Passage for review ::

Even though Sai Khao has almost nothing – no water supply, no telecommunications, no faved roads and not even a market, the village makes up for it with what many tourism destinations in Vietnam are losing: kind and simple-hearted people.

In Sai Khao, a young lady who ran a small café gave us fresh bamboo shoots so we could “improve” our meals, while an old ice-cream seller gave us extras without charging. Getting lost was never a problem, just another opportunity to interact with residents who always had time and patience to give.

The pure laughter of local children who go to school on bare feet, sometimes without proper attire because they are too poor, will stay with us forever. Their school was built from three almost-torn down houses and a few wooden planks.

Many Vietnamese backpackers keep revisiting the Village, charmed by the people and their children, carrying clothes, goods, books, notebooks and other things donated by others to give to locals.

The route

The Tay Tien route starts in Mai Chau District’s Ban Lac Village, which is some 140 kilometers from Hanoi. Travelers can take a bus at the capital’s My Dinh Bus Station. Or go by motorbike and follow the National Road 6.

From Ban Lac, follow Road 15A to reach Co Luong Town, also part of Hoa Binh. In Co Luong, go along the Ma River to reach Hoi Xuan Town, Quan Hoa District, Thanh Hoa Province. After that, go along Road 520, for 112 kilometers to reach Muong Lat.

Stored data entries:
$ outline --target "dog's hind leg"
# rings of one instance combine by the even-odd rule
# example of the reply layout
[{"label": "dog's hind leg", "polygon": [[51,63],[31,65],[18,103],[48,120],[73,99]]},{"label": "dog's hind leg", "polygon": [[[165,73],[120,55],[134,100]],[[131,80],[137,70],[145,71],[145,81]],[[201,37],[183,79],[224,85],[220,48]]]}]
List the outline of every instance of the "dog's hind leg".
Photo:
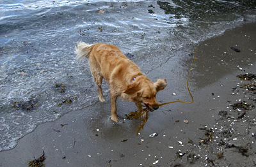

Tasks to perform ::
**a.** Rewrite the Sai Khao passage from "Even though Sai" to "few wooden planks.", swapping "bamboo shoots" for "mushrooms".
**b.** According to the Sai Khao passage, how far is Ban Lac Village from Hanoi?
These rows aren't required for the work.

Answers per task ::
**a.**
Even though Sai Khao has almost nothing – no water supply, no telecommunications, no faved roads and not even a market, the village makes up for it with what many tourism destinations in Vietnam are losing: kind and simple-hearted people.

In Sai Khao, a young lady who ran a small café gave us fresh mushrooms so we could “improve” our meals, while an old ice-cream seller gave us extras without charging. Getting lost was never a problem, just another opportunity to interact with residents who always had time and patience to give.

The pure laughter of local children who go to school on bare feet, sometimes without proper attire because they are too poor, will stay with us forever. Their school was built from three almost-torn down houses and a few wooden planks.

**b.** About 140 kilometers.